* Prompt 1
In the forum thread, condense the paragraph beginning "Stealing from a wide open house" into a short bulleted list that keeps its main points.
* Prompt 2
From the forum thread, set down word for word the passage from "That's definitely your" to "a shift change.".

* Document text
+ + +

False. It's trespassing if you weren't explicitly given permission to enter by the owner. This is private property 101.



posted on Dec, 17 2016 @ 05:59 PM
link   

originally posted by: peskyhumans
Property ownership has absolutely nothing to do with the security used to protect that property. Keeping a door unlocked does not mean the owner forfeits his property. This is a moral issue as well as a legal issue, and only a thief would try to justify their thieving with this kind of logic.

Breaking and entering may require forceful entry, but trespassing is still a crime and if you enter a private home without permission, even if the door is wide open, it's still not okay to be there or take things. The thief is 100% at fault.


The thief is at fault. But not 100%. If he couldn't just so easily walk in and just take your stuff, he likely wouldn't have even had the thought to walk in and see if there was anything worth taking.

Stealing from a wide open house is a totally different thing than casing a house, cutting the burglary alarm and drilling the deadbolt, to steal valuables they KNOW you have. Professional Thieves wouldn't even walk in, only someone who is an opportunist would do that. You presented the oppertunity by not even closing your door, it's wide open in this scenario, he didn't even have to see if the door was locked because he can see right into your house.

That's definitely your fault.

That would be like saying a Bank isn't at fault for a bank robbery and doesn't have to insure your money because they left the vault wide open while they did a shift change.

Definitely the banks fault as much as the robber. No question about it, it demonstrates a clear picture of negligence.
edit on 17-12-2016 by SRPrime because: (no reason given)



posted on Dec, 17 2016 @ 06:02 PM
link   

originally posted by: peskyhumans

originally posted by: SRPrime
No. It's not actually. If your door is WIDE OPEN, like wide the # open -- anybody is allowed to walk in. If you ask them to leave and they don't, then and only then does it become trespassing.

+ + +

Stored items from a collection

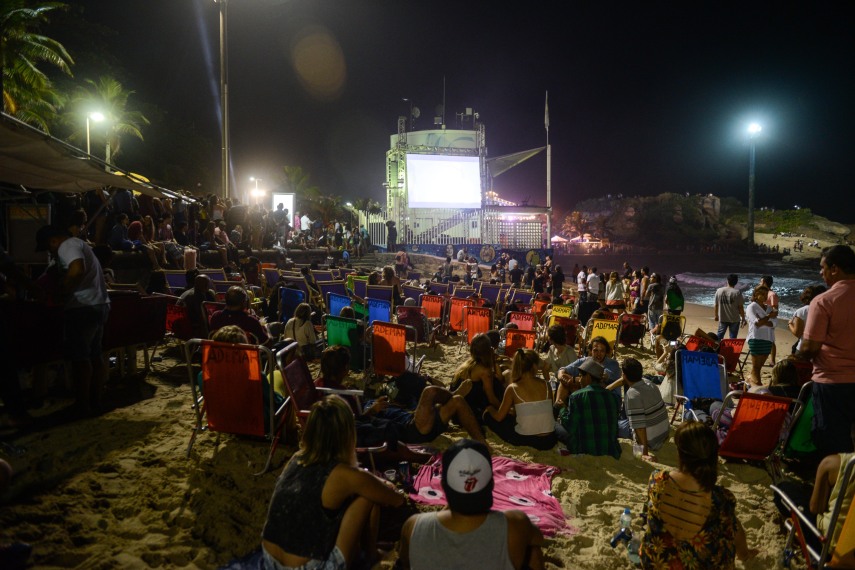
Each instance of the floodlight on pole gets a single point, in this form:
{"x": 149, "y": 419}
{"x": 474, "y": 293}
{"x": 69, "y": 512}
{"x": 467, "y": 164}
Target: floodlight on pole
{"x": 753, "y": 131}
{"x": 94, "y": 116}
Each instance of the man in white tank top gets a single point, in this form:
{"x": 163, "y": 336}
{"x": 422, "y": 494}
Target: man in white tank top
{"x": 468, "y": 534}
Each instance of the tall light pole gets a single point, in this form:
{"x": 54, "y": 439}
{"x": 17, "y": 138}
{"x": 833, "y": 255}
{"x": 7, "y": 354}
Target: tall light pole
{"x": 753, "y": 130}
{"x": 94, "y": 116}
{"x": 224, "y": 93}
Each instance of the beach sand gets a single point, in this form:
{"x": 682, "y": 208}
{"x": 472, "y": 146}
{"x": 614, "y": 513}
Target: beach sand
{"x": 117, "y": 491}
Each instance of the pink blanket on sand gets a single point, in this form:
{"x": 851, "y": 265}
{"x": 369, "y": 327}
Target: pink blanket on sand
{"x": 518, "y": 485}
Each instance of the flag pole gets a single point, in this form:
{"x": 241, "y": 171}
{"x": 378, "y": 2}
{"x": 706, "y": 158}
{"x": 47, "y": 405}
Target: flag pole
{"x": 548, "y": 174}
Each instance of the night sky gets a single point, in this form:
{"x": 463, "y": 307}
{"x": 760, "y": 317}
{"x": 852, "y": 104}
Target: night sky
{"x": 643, "y": 98}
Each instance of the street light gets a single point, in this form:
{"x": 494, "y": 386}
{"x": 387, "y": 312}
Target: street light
{"x": 224, "y": 94}
{"x": 94, "y": 116}
{"x": 753, "y": 130}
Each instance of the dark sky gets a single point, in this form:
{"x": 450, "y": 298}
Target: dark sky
{"x": 644, "y": 98}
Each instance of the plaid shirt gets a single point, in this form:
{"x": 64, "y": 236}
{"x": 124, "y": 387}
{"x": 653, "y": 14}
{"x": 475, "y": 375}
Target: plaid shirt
{"x": 591, "y": 420}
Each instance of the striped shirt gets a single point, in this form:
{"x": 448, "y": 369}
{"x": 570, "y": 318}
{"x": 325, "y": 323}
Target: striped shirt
{"x": 645, "y": 409}
{"x": 591, "y": 421}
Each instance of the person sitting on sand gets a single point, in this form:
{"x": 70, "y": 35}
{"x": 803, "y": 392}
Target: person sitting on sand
{"x": 525, "y": 415}
{"x": 691, "y": 521}
{"x": 646, "y": 416}
{"x": 589, "y": 422}
{"x": 235, "y": 313}
{"x": 480, "y": 378}
{"x": 469, "y": 533}
{"x": 324, "y": 512}
{"x": 569, "y": 377}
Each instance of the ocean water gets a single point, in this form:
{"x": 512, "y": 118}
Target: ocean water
{"x": 700, "y": 288}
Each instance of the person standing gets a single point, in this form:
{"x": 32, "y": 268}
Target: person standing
{"x": 828, "y": 342}
{"x": 729, "y": 309}
{"x": 87, "y": 307}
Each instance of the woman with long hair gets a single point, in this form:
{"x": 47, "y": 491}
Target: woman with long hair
{"x": 761, "y": 331}
{"x": 529, "y": 397}
{"x": 691, "y": 521}
{"x": 479, "y": 379}
{"x": 325, "y": 510}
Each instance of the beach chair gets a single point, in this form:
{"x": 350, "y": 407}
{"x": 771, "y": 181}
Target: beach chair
{"x": 454, "y": 317}
{"x": 414, "y": 317}
{"x": 288, "y": 301}
{"x": 176, "y": 281}
{"x": 839, "y": 554}
{"x": 700, "y": 376}
{"x": 382, "y": 292}
{"x": 476, "y": 320}
{"x": 390, "y": 356}
{"x": 411, "y": 292}
{"x": 731, "y": 349}
{"x": 756, "y": 429}
{"x": 335, "y": 303}
{"x": 525, "y": 321}
{"x": 516, "y": 339}
{"x": 632, "y": 329}
{"x": 303, "y": 393}
{"x": 606, "y": 328}
{"x": 237, "y": 391}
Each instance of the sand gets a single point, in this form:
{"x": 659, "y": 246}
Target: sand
{"x": 117, "y": 491}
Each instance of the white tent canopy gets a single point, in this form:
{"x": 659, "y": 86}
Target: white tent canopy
{"x": 34, "y": 160}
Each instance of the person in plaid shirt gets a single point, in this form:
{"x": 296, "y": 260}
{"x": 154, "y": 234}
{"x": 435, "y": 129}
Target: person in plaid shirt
{"x": 589, "y": 422}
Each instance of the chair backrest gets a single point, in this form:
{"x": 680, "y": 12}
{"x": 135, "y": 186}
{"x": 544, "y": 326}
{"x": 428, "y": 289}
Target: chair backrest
{"x": 412, "y": 291}
{"x": 699, "y": 374}
{"x": 606, "y": 328}
{"x": 389, "y": 348}
{"x": 516, "y": 339}
{"x": 730, "y": 349}
{"x": 477, "y": 320}
{"x": 379, "y": 310}
{"x": 671, "y": 326}
{"x": 412, "y": 317}
{"x": 433, "y": 305}
{"x": 455, "y": 313}
{"x": 288, "y": 301}
{"x": 340, "y": 330}
{"x": 439, "y": 288}
{"x": 360, "y": 287}
{"x": 327, "y": 287}
{"x": 525, "y": 321}
{"x": 756, "y": 428}
{"x": 382, "y": 292}
{"x": 176, "y": 281}
{"x": 561, "y": 311}
{"x": 490, "y": 292}
{"x": 335, "y": 303}
{"x": 232, "y": 386}
{"x": 522, "y": 297}
{"x": 697, "y": 342}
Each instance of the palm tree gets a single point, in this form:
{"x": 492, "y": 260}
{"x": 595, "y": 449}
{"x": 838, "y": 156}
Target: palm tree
{"x": 110, "y": 98}
{"x": 28, "y": 93}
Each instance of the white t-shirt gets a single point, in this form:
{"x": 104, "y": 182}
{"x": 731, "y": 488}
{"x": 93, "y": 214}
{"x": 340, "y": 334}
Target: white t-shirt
{"x": 92, "y": 290}
{"x": 754, "y": 313}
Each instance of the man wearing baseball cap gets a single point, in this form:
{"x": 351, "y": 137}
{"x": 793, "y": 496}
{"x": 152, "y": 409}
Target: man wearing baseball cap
{"x": 87, "y": 306}
{"x": 468, "y": 534}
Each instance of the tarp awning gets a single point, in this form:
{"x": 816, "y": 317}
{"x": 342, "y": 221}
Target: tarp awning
{"x": 37, "y": 161}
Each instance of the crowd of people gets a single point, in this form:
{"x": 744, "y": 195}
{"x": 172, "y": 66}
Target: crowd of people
{"x": 325, "y": 510}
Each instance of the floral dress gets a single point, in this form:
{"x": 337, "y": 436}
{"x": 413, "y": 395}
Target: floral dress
{"x": 713, "y": 546}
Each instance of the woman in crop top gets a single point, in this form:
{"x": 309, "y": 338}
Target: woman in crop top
{"x": 324, "y": 508}
{"x": 530, "y": 399}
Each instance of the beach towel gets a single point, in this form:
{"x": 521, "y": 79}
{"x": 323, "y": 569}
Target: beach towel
{"x": 518, "y": 485}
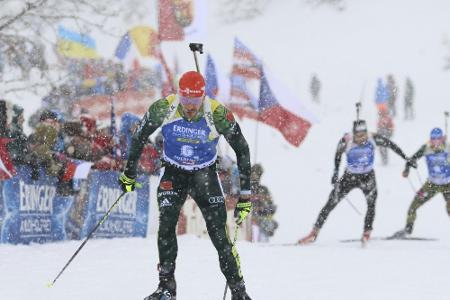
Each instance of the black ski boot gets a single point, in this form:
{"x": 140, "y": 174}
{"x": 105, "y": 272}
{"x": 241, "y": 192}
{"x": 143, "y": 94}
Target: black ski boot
{"x": 167, "y": 288}
{"x": 238, "y": 291}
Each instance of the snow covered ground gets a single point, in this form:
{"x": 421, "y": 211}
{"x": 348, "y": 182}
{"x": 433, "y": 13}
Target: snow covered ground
{"x": 348, "y": 50}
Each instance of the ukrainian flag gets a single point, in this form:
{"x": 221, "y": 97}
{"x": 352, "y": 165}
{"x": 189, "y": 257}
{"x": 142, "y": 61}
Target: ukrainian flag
{"x": 75, "y": 45}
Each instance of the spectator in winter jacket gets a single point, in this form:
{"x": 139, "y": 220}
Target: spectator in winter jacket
{"x": 391, "y": 88}
{"x": 18, "y": 144}
{"x": 381, "y": 93}
{"x": 41, "y": 151}
{"x": 9, "y": 170}
{"x": 80, "y": 145}
{"x": 385, "y": 128}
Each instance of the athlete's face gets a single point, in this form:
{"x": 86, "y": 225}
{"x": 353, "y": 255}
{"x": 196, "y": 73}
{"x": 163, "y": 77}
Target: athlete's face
{"x": 437, "y": 143}
{"x": 191, "y": 105}
{"x": 360, "y": 137}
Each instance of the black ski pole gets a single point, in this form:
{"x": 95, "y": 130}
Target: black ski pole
{"x": 234, "y": 242}
{"x": 358, "y": 108}
{"x": 87, "y": 238}
{"x": 194, "y": 48}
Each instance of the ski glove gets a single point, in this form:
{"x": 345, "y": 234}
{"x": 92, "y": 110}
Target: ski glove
{"x": 411, "y": 163}
{"x": 335, "y": 177}
{"x": 128, "y": 184}
{"x": 242, "y": 209}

+ + +

* Task solution 1
- Stealing from a wide-open house differs from casing a house, cutting the alarm and drilling the deadbolt to take valuables the thief knows are there.
- Professional thieves wouldn't walk in. Only an opportunist would.
- Leaving the door wide open presented the opportunity. The thief didn't even need to check whether it was locked, since he could see right into the house.

* Task solution 2
That's definitely your fault.

That would be like saying a Bank isn't at fault for a bank robbery and doesn't have to insure your money because they left the vault wide open while they did a shift change.